> _Exercise instructions_
Please reproduce everything from the very start of the rows down to the line containing "rough mask: <svg", including both the first line and that line.

[Saved entries]
= = = =
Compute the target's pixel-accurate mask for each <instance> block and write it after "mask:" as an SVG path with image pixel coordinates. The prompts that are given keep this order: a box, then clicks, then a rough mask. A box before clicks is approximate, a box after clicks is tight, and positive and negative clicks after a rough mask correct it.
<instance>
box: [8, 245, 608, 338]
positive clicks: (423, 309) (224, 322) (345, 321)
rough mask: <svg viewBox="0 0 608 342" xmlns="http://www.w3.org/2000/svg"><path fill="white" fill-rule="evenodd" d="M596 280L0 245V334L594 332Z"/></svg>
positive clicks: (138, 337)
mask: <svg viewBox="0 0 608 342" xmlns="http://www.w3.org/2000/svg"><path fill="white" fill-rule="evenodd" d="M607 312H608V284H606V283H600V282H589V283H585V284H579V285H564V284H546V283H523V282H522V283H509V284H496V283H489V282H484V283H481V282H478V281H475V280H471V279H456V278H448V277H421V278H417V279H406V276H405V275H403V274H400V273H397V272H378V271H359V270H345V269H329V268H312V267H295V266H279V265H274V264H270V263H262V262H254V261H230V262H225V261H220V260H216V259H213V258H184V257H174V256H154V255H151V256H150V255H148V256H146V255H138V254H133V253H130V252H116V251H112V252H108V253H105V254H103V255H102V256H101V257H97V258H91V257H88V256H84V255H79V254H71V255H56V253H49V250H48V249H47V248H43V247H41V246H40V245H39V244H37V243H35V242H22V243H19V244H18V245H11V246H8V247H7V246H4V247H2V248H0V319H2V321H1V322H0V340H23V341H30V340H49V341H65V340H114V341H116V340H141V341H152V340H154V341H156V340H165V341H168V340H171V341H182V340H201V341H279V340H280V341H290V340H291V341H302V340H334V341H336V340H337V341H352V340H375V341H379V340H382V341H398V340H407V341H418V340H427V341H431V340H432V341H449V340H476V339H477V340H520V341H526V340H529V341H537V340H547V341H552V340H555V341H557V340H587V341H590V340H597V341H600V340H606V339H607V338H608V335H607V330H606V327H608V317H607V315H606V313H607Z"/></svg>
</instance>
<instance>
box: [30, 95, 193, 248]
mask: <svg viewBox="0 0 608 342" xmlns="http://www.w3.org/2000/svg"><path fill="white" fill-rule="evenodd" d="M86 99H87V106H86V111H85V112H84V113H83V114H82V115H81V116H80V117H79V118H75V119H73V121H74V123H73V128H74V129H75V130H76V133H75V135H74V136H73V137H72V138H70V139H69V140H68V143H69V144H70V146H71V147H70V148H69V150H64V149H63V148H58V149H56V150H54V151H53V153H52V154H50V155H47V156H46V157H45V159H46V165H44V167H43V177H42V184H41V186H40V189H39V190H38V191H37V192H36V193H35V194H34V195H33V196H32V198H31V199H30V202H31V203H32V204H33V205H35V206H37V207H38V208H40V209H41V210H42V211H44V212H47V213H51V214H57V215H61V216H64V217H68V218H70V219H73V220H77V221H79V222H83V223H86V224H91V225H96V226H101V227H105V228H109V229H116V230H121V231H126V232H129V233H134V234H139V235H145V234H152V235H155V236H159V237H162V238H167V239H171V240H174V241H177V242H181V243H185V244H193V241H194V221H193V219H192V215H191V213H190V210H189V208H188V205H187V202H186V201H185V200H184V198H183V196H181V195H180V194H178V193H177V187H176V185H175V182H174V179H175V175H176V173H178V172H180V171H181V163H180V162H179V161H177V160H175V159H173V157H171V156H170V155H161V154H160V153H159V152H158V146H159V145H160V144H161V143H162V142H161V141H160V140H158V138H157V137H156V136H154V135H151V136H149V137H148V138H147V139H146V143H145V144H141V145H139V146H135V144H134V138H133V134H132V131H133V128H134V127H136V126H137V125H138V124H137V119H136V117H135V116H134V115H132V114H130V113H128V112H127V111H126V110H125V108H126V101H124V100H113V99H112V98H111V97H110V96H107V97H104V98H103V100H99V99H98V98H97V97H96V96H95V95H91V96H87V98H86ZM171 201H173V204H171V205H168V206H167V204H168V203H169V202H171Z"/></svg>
= = = =
> _Answer area_
Compute the target's pixel-accurate mask for each <instance> block and write it after "mask:" as an SVG path with image pixel coordinates. The prompts that are given keep this order: a box, then clicks, then a rough mask. A box before clicks is approximate, a box after clicks is tight, and positive and negative clicks after a rough mask correct it.
<instance>
box: [8, 245, 608, 338]
positive clicks: (423, 309) (224, 322) (345, 321)
rough mask: <svg viewBox="0 0 608 342" xmlns="http://www.w3.org/2000/svg"><path fill="white" fill-rule="evenodd" d="M596 280L0 245V334L594 332Z"/></svg>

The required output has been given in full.